Aim of the task — Rewrite the rows below as a Markdown table with two columns, "Index" for the row number and "Text" for the line itself, leaving out any blank lines.

----------

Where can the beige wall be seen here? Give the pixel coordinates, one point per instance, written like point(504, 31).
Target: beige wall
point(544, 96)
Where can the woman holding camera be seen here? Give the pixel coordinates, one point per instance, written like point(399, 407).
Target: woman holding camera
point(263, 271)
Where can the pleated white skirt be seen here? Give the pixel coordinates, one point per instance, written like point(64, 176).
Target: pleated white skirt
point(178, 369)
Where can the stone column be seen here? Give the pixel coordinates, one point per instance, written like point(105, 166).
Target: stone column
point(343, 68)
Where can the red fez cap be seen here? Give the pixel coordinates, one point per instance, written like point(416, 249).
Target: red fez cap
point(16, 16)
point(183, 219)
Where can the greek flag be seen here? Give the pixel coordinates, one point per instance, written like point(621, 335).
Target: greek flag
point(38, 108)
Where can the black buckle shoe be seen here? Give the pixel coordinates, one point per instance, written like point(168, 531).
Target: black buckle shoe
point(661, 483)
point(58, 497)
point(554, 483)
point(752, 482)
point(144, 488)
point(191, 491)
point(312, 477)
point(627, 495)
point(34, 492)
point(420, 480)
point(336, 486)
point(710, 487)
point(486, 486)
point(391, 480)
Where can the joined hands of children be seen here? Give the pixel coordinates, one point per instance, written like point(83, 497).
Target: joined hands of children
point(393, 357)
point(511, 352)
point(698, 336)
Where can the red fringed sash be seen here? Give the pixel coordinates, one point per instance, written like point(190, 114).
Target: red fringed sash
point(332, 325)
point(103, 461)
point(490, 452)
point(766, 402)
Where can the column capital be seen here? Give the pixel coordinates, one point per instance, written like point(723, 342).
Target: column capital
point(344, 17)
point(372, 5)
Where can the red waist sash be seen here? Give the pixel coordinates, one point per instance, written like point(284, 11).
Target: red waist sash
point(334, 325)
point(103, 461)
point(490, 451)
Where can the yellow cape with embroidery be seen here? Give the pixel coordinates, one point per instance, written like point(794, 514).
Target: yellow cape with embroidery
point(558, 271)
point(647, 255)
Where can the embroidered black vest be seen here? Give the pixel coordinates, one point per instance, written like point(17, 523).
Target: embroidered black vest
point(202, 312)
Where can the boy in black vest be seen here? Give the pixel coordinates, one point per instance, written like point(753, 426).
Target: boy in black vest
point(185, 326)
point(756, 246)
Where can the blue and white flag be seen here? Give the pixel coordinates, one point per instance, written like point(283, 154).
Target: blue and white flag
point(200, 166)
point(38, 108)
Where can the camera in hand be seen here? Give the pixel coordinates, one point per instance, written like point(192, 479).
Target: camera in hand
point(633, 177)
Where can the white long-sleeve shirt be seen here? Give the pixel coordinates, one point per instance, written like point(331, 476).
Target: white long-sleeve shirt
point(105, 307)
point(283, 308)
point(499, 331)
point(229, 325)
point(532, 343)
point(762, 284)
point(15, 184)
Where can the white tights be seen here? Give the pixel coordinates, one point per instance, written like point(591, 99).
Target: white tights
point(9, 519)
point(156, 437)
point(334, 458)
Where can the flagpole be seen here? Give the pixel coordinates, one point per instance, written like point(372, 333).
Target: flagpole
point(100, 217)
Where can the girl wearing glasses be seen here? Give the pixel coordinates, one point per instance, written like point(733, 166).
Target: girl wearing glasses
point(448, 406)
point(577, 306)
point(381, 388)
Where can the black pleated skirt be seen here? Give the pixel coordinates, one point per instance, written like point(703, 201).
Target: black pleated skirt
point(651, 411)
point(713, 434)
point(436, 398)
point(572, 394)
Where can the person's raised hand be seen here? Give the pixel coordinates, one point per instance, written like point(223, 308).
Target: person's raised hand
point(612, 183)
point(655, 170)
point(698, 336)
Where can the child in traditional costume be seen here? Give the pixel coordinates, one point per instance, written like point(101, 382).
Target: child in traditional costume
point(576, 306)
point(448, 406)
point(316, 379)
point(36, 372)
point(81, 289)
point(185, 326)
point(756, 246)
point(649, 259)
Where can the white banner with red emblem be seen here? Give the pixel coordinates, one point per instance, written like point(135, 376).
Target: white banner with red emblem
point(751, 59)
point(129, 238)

----------

Worked solution —
| Index | Text |
|---|---|
| 1 | Where can the beige wall be seen here? Give the pixel coordinates, one point per instance, written like point(504, 31). |
| 2 | Target: beige wall |
| 3 | point(544, 96) |
| 4 | Where can the woman holding camera be seen here? Give the pixel coordinates, one point per instance, written like point(399, 407). |
| 5 | Target: woman holding camera |
| 6 | point(263, 271) |
| 7 | Where can the pleated white skirt be seen here? Give the pixel coordinates, one point per instance, written like point(64, 176). |
| 8 | Target: pleated white skirt |
| 9 | point(178, 369) |
| 10 | Where can the stone column be seen here? Give the pixel coordinates, one point per instance, written like point(105, 166). |
| 11 | Target: stone column |
| 12 | point(343, 68) |
| 13 | Where can the red fez cap be seen here? Give the pixel coordinates, one point per instance, written like point(416, 249). |
| 14 | Target: red fez cap |
| 15 | point(16, 16) |
| 16 | point(183, 219) |
| 17 | Where can the greek flag be seen here? Give the pixel coordinates, one point per instance, written like point(621, 335). |
| 18 | Target: greek flag |
| 19 | point(38, 108) |
| 20 | Where can the black buckle shoe be seen here? Give the pixel coordinates, one point per instance, written like point(168, 531). |
| 21 | Target: black buckle shoe |
| 22 | point(661, 483) |
| 23 | point(58, 497) |
| 24 | point(554, 483) |
| 25 | point(752, 482) |
| 26 | point(144, 488) |
| 27 | point(191, 491) |
| 28 | point(312, 477) |
| 29 | point(627, 495) |
| 30 | point(34, 492) |
| 31 | point(420, 480) |
| 32 | point(336, 486) |
| 33 | point(710, 487) |
| 34 | point(486, 486) |
| 35 | point(391, 480) |
| 36 | Where can the joined hands of children be seen here? Give the pixel coordinates, one point per instance, written like point(83, 497). |
| 37 | Target: joined hands of children |
| 38 | point(393, 357) |
| 39 | point(511, 352) |
| 40 | point(698, 336) |
| 41 | Where can the red fringed sash be seen here? Give the pixel coordinates, one point per instance, written like point(190, 114). |
| 42 | Target: red fringed sash |
| 43 | point(332, 325) |
| 44 | point(103, 461) |
| 45 | point(490, 452) |
| 46 | point(766, 402) |
| 47 | Where can the column capital be seen here? Give the pixel coordinates, one point per instance, written like point(723, 342). |
| 48 | Target: column capital |
| 49 | point(344, 17) |
| 50 | point(372, 5) |
| 51 | Where can the red waist sash be seen here? Give the pixel coordinates, one point per instance, written like point(284, 11). |
| 52 | Target: red waist sash |
| 53 | point(334, 325) |
| 54 | point(103, 461) |
| 55 | point(490, 451) |
| 56 | Where can the yellow cape with embroidery be seen here? Give the pixel coordinates, one point per instance, written like point(794, 514). |
| 57 | Target: yellow cape with embroidery |
| 58 | point(558, 271) |
| 59 | point(647, 255) |
| 60 | Where can the embroidered black vest be seen here? Give the pixel coordinates, one point per instance, written like point(17, 523). |
| 61 | Target: embroidered black vest |
| 62 | point(202, 312) |
| 63 | Where can the boy in black vest be seen here? Give the pixel coordinates, one point per instance, written like point(753, 426). |
| 64 | Target: boy in black vest |
| 65 | point(185, 326) |
| 66 | point(756, 246) |
| 67 | Where can the blue and white flag be seen here? Give the pixel coordinates, one point per instance, written like point(283, 154). |
| 68 | Target: blue and white flag |
| 69 | point(200, 166) |
| 70 | point(38, 108) |
| 71 | Where can the camera in hand be seen here? Give the pixel coordinates, one point per instance, written like point(192, 479). |
| 72 | Target: camera in hand |
| 73 | point(633, 177) |
| 74 | Where can the white long-sleeve shirt be seen here? Give the pixel coordinates, one point per instance, written like point(331, 476). |
| 75 | Target: white long-sleeve shirt |
| 76 | point(105, 307) |
| 77 | point(283, 308) |
| 78 | point(499, 331) |
| 79 | point(229, 325) |
| 80 | point(532, 343) |
| 81 | point(762, 284) |
| 82 | point(15, 184) |
| 83 | Where can the white tights be seen here? Give the pixel coordinates, one point per instance, written like point(591, 99). |
| 84 | Target: white tights |
| 85 | point(9, 519) |
| 86 | point(156, 437) |
| 87 | point(334, 458) |
| 88 | Where can the flagpole be seen here? Give the pixel coordinates, one point per instance, written like point(372, 333). |
| 89 | Target: flagpole |
| 90 | point(100, 217) |
| 91 | Where can the girl wearing glasses be seen here? Give the pixel coordinates, one point per instance, written like point(733, 166). |
| 92 | Target: girl wearing glasses |
| 93 | point(448, 406) |
| 94 | point(577, 306) |
| 95 | point(381, 388) |
| 96 | Where can the black pleated skirt be seen here? Give the pixel coordinates, one point per instance, written like point(703, 201). |
| 97 | Target: black pleated skirt |
| 98 | point(651, 411) |
| 99 | point(713, 434) |
| 100 | point(436, 398) |
| 101 | point(572, 394) |
| 102 | Where can the person's raised hand be seen here? Give the pixel coordinates, one point per instance, written like point(223, 308). |
| 103 | Target: person's raised hand |
| 104 | point(612, 183) |
| 105 | point(655, 170) |
| 106 | point(698, 336) |
| 107 | Where can the child in traditional costume be seen here? Give the pixel coordinates, one point per instance, written like point(101, 382). |
| 108 | Target: child in traditional costume |
| 109 | point(576, 306) |
| 110 | point(448, 406) |
| 111 | point(316, 379) |
| 112 | point(36, 372) |
| 113 | point(81, 289) |
| 114 | point(185, 326) |
| 115 | point(756, 246) |
| 116 | point(649, 259) |
| 117 | Where can the white banner with red emblem be seen here? Give the pixel coordinates, one point per instance, written like point(135, 376). |
| 118 | Target: white banner with red emblem |
| 119 | point(751, 59) |
| 120 | point(129, 238) |